▸ **WHAT THIS TASK INVOLVES**:
Print the line that contains "If you could drop a marker on the stone" and every line after it through the last line of the records below, exactly as written and nothing else.

▸ **MATERIAL PROVIDED**:

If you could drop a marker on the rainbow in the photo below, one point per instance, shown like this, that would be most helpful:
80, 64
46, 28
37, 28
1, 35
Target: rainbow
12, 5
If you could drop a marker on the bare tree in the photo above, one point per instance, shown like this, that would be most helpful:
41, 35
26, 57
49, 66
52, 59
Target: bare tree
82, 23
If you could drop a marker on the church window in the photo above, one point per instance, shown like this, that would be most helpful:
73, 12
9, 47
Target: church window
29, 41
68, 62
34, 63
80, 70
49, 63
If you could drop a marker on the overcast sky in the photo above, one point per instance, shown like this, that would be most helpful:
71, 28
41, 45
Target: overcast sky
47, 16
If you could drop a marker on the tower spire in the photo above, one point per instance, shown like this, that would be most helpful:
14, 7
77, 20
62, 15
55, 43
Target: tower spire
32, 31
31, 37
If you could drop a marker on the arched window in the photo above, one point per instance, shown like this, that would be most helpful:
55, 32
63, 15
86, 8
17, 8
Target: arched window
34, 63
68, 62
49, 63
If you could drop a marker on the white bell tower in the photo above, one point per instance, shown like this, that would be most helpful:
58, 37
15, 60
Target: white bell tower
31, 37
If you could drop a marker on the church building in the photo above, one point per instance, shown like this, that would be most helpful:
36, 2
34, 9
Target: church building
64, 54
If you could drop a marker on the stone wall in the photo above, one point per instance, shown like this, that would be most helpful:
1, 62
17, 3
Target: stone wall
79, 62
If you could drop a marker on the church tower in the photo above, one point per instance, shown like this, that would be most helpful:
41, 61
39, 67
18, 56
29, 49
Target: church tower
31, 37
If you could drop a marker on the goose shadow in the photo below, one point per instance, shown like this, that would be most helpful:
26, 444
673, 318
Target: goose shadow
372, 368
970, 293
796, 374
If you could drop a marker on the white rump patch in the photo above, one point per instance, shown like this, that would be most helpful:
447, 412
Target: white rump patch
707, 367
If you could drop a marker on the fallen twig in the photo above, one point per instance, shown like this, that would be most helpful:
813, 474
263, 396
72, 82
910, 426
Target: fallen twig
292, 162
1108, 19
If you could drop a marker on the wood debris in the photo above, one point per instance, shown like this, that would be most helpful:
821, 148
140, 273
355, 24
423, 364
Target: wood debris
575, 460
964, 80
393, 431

▸ **REPLY**:
If you could drop a marker on the stone wall in the photo above, one point per instance, shown like this, that would be most helpful:
1, 62
17, 3
Target: stone wall
79, 62
If you could drop a marker on the church tower in the photo above, one point per instance, shown like this, that would be most helpful:
41, 61
39, 67
18, 56
29, 49
Target: church tower
31, 37
If you could drop a marker on the goose shadow in the photo below, one point per instance, shown like this, that would be most helpful:
26, 444
673, 318
Target: goose shadow
372, 368
970, 293
796, 374
If you could drop a marker on the white rump patch in the photo above, one point per instance, shown like this, that would be most helpful:
447, 412
Target: white rump patch
707, 367
If you could drop a marker on the fallen twig in the photo above, one point per instance, shown like this, that would be most helpful:
813, 474
263, 396
72, 82
910, 426
Target: fallen twig
292, 162
1108, 19
If you could drop a marker on the wood debris in the photo above, one point per instance, shown like this, that would be most helpful:
821, 148
140, 273
355, 24
423, 364
Target: wood debris
575, 460
964, 80
393, 431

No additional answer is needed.